# [The tasks]
a – Answer these about the equipment financing passage:
(i) What pre-tax interest cost applies to the four-year bank loan?
(ii) At what rate is Corporation Tax paid?
(iii) Which entity would lease the machinery to LEE under Alternative 2?
b – Please reproduce, word for word, the stretch of the equipment financing passage from "Amalgamated can acquire" through "balance) is available.".

# [Reading passage]
>>>
Amalgamated can acquire the equipment in two ways:

(a) Outright purchase via a four-year bank loan at a pre-tax interest cost of 7 per cent.

(b) A financial lease with rentals of £70,000 at the end of each of the four years.

Amalgamated is presently ungeared. Its shareholders seek a return of 10 per cent after allowing for all taxes.

Corporation Tax is paid at 30 per cent with no tax delay. If the equipment is purchased, a 25 per cent writing-down allowance (reducing balance) is available.

Required Should Amalgamated acquire the equipment and, if so, how should it be financed?

8 LEE is a manufacturing entity located in Newland, a country with the dollar ($) as its currency. LOR is a leasing entity that is also located in Newland.

LEE plans to replace a key piece of machinery and is initially considering the following two approaches:

Alternative 1 – purchase the machinery, financed by borrowing for a five-year term.

Alternative 2 – lease the machinery from LOR on a five-year operating lease.
<<<
# [Listing]
>>>
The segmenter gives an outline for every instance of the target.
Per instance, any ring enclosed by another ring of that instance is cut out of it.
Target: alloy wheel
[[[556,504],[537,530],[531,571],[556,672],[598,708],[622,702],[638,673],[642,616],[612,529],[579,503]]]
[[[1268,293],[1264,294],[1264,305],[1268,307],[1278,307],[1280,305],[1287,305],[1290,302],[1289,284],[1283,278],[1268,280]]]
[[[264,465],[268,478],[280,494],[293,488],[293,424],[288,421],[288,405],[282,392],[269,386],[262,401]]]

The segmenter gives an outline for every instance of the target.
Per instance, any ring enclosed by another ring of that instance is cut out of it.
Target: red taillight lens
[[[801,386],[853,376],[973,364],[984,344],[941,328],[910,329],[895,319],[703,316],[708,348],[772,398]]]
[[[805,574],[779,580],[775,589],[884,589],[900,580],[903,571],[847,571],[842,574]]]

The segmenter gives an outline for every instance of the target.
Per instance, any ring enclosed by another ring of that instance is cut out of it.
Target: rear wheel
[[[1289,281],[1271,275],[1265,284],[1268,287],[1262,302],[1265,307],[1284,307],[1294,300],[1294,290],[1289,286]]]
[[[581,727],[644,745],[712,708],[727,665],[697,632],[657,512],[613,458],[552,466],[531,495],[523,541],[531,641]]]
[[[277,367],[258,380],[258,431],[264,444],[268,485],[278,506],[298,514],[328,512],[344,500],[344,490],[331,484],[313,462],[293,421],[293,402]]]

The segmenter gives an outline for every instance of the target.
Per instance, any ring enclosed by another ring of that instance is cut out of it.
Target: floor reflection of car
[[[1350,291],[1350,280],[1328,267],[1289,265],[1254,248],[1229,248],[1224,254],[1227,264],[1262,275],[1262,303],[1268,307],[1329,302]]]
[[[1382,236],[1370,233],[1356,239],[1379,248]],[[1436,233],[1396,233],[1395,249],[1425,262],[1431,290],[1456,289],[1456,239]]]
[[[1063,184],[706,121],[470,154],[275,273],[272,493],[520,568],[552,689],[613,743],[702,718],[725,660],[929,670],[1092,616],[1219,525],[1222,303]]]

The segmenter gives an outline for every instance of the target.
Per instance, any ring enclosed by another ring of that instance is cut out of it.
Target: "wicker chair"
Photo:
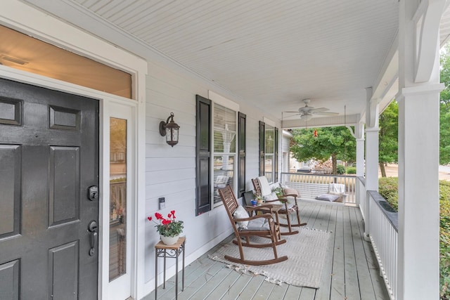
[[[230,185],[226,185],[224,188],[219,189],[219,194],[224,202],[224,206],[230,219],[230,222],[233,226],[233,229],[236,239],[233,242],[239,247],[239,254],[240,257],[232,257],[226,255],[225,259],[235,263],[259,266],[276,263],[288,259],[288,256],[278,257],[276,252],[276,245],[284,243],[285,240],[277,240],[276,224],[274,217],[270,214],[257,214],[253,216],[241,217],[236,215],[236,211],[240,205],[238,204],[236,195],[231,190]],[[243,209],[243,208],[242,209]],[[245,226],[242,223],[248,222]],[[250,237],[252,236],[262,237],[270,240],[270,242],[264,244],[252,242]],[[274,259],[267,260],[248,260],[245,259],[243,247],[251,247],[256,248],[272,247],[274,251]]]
<<<
# [Answers for this exercise]
a –
(i) 7 per cent
(ii) 30 per cent
(iii) LOR

b –
Amalgamated can acquire the equipment in two ways:

(a) Outright purchase via a four-year bank loan at a pre-tax interest cost of 7 per cent.

(b) A financial lease with rentals of £70,000 at the end of each of the four years.

Amalgamated is presently ungeared. Its shareholders seek a return of 10 per cent after allowing for all taxes.

Corporation Tax is paid at 30 per cent with no tax delay. If the equipment is purchased, a 25 per cent writing-down allowance (reducing balance) is available.